Please give, word for word, the line containing "Point to the black goalkeeper shorts." and every line that comes after it in the data below.

-------- Data records --------

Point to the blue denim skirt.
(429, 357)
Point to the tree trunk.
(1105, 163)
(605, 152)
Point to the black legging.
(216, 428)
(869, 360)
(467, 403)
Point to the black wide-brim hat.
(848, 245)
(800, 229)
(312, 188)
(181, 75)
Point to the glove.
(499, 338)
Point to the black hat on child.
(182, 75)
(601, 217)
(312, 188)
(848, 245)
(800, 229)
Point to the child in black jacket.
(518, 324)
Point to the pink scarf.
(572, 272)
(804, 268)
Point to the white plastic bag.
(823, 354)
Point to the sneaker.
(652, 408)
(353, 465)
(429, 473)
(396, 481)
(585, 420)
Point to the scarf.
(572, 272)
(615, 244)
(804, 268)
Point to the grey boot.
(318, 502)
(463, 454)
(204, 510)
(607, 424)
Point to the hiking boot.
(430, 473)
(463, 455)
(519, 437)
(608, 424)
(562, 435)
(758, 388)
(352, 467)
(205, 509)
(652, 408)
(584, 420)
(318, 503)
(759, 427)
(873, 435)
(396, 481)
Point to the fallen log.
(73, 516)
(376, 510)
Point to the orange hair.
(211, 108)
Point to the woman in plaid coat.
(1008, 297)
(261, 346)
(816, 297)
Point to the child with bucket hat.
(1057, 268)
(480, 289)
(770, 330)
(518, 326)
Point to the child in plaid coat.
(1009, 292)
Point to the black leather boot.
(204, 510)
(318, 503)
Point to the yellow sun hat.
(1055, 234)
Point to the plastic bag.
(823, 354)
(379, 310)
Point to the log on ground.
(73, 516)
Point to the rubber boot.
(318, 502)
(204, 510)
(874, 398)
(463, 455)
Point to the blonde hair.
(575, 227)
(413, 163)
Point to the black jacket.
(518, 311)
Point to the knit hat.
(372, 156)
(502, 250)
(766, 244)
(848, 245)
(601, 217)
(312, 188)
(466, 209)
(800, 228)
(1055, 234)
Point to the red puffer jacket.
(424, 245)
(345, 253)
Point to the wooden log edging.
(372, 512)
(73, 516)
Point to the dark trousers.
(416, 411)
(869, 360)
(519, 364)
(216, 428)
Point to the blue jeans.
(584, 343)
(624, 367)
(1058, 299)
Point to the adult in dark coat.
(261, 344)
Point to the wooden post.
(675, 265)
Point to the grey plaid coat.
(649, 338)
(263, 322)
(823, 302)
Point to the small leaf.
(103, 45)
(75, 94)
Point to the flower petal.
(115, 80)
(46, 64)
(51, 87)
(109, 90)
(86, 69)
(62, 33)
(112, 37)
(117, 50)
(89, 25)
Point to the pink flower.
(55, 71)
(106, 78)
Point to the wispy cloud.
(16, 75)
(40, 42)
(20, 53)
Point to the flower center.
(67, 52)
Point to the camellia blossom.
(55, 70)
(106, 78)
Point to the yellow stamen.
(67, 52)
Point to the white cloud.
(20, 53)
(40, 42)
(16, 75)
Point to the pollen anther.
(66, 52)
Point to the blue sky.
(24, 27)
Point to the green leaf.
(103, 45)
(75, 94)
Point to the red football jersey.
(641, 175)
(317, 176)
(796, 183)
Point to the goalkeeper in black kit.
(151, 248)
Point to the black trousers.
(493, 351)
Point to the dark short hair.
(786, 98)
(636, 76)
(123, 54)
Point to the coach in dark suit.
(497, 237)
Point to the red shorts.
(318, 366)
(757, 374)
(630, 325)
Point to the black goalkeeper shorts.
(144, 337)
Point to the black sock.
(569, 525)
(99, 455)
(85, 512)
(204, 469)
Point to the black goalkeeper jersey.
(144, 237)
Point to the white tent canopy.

--------

> [Response to this task]:
Point to the black goalkeeper shorts.
(144, 337)
Point to the black sock.
(569, 525)
(99, 455)
(85, 512)
(204, 469)
Point to the black goalkeeper jersey.
(144, 237)
Point to the white tent canopy.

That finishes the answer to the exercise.